YOUR TASK. What lines of the data hold the string "backpack"? Copy them all.

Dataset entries
-- Opening Marker --

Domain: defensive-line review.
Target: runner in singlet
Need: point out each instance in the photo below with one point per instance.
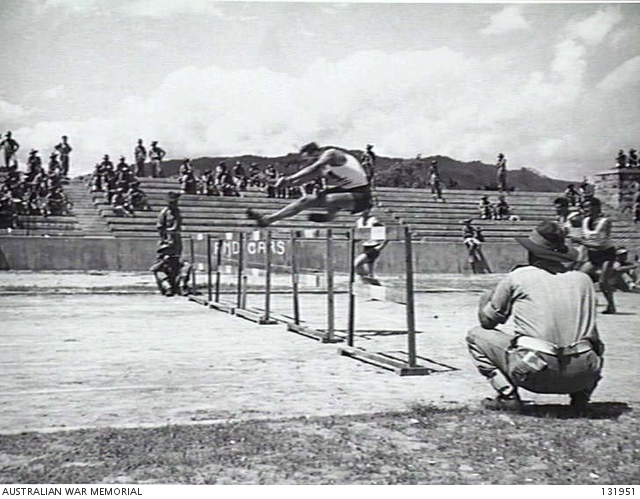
(347, 186)
(601, 252)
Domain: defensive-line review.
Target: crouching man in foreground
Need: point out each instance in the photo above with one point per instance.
(554, 346)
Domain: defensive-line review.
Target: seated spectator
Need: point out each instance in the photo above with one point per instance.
(621, 159)
(8, 215)
(625, 273)
(502, 210)
(572, 195)
(56, 203)
(137, 199)
(120, 205)
(172, 275)
(633, 158)
(486, 209)
(208, 184)
(241, 176)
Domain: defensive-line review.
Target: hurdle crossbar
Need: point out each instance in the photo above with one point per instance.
(323, 335)
(402, 366)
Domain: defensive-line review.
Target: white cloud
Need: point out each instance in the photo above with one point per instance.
(406, 103)
(53, 93)
(594, 29)
(625, 75)
(167, 8)
(508, 19)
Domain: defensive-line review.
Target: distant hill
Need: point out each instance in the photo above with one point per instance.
(398, 172)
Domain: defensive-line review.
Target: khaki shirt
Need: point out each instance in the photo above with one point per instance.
(559, 308)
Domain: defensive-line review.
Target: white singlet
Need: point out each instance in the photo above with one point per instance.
(349, 175)
(596, 238)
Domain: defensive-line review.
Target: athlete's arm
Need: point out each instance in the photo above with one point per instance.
(315, 170)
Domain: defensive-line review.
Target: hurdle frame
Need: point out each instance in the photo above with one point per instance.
(329, 334)
(402, 367)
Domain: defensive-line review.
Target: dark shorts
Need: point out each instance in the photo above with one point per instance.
(361, 196)
(598, 257)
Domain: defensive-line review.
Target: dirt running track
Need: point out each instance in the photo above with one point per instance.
(92, 360)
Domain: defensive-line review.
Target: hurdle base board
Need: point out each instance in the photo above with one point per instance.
(314, 334)
(254, 316)
(385, 361)
(381, 293)
(222, 306)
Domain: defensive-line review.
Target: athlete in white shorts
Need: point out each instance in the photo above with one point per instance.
(347, 186)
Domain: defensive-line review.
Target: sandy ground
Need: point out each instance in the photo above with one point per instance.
(77, 354)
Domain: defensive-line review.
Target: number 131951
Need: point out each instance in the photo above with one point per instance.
(618, 491)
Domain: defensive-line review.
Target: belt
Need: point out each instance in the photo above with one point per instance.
(549, 348)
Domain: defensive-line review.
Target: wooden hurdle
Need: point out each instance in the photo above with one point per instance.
(402, 363)
(323, 335)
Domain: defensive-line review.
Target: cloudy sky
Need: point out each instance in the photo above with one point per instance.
(554, 86)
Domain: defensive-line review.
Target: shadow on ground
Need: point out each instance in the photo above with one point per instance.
(595, 410)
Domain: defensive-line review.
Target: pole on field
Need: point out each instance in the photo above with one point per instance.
(209, 290)
(410, 306)
(240, 268)
(294, 279)
(330, 290)
(267, 282)
(352, 297)
(193, 262)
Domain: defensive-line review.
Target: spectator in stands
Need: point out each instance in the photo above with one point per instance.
(636, 204)
(434, 180)
(371, 249)
(64, 150)
(473, 238)
(502, 210)
(555, 346)
(10, 147)
(625, 273)
(271, 176)
(369, 163)
(56, 203)
(208, 184)
(486, 208)
(601, 252)
(621, 159)
(254, 175)
(8, 215)
(120, 204)
(156, 154)
(501, 173)
(572, 195)
(585, 191)
(633, 158)
(140, 155)
(169, 224)
(34, 165)
(54, 164)
(137, 199)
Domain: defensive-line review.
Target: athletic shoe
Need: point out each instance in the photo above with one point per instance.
(510, 403)
(254, 215)
(580, 402)
(319, 217)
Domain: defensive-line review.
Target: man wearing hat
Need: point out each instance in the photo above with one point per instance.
(170, 224)
(553, 344)
(140, 153)
(10, 147)
(64, 149)
(156, 154)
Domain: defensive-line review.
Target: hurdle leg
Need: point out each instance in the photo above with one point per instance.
(410, 305)
(294, 280)
(352, 297)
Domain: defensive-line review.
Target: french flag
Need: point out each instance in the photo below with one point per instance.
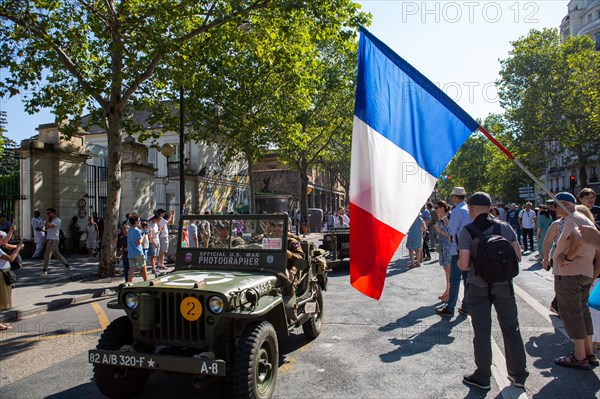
(406, 130)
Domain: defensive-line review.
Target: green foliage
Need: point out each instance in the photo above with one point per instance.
(551, 92)
(480, 166)
(468, 168)
(9, 157)
(111, 56)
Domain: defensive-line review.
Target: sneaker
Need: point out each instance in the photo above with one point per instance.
(469, 380)
(444, 312)
(515, 383)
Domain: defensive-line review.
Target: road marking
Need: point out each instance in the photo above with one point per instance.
(500, 374)
(47, 337)
(541, 309)
(102, 318)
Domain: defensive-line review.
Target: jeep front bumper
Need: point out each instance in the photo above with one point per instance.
(150, 361)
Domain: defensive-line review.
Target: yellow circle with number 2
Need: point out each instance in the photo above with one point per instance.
(190, 308)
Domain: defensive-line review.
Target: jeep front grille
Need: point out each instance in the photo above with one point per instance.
(171, 327)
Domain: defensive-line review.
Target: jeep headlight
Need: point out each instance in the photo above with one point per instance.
(131, 300)
(216, 304)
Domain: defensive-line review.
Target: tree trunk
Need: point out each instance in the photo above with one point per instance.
(581, 164)
(113, 196)
(303, 170)
(251, 205)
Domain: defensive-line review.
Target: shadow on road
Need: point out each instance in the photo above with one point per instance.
(417, 337)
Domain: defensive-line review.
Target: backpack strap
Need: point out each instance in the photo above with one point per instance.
(497, 228)
(474, 231)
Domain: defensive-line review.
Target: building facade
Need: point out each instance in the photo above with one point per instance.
(270, 175)
(583, 18)
(71, 175)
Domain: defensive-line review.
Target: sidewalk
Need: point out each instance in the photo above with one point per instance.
(34, 293)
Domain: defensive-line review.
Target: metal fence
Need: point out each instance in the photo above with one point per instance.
(10, 193)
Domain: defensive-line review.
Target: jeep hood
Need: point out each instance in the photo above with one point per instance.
(223, 282)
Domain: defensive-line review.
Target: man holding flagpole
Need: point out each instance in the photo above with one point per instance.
(459, 218)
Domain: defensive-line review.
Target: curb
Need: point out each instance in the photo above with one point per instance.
(13, 315)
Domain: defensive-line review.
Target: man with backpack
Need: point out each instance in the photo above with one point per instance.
(490, 251)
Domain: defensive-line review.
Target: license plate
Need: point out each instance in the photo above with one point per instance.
(150, 361)
(310, 307)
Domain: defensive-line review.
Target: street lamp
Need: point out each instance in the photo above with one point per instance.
(168, 150)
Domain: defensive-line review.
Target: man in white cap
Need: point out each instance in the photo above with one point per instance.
(460, 218)
(39, 234)
(512, 217)
(573, 269)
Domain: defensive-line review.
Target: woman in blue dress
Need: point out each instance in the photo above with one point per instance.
(414, 242)
(442, 209)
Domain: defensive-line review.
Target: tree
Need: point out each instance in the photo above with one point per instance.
(551, 91)
(468, 168)
(106, 56)
(9, 158)
(256, 90)
(321, 128)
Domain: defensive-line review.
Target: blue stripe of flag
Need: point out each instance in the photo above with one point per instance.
(397, 101)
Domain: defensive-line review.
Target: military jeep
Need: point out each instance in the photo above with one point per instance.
(217, 314)
(337, 245)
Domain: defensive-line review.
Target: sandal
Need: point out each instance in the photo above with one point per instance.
(571, 361)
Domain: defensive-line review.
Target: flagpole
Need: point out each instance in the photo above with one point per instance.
(523, 168)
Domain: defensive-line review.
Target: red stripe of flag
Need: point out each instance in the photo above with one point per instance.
(372, 251)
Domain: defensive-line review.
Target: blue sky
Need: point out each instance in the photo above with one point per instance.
(456, 44)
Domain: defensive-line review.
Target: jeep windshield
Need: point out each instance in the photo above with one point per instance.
(232, 242)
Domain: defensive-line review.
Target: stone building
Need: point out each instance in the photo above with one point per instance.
(71, 176)
(583, 18)
(270, 175)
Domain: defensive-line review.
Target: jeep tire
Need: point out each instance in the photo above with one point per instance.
(118, 382)
(256, 362)
(313, 326)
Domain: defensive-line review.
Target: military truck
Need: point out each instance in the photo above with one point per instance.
(217, 315)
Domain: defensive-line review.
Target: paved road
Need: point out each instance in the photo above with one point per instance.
(395, 348)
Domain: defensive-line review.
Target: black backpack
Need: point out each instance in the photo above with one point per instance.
(495, 259)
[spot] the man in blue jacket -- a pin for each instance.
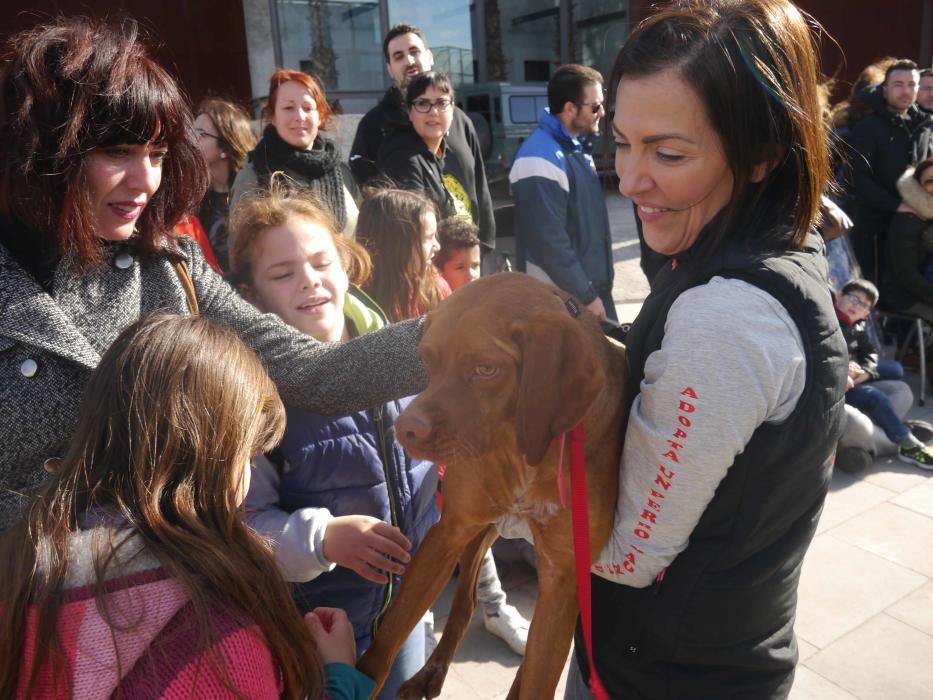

-- Closing Marker --

THE COMPLETED TASK.
Target: backpack strap
Target: man with backpack
Target: black backpack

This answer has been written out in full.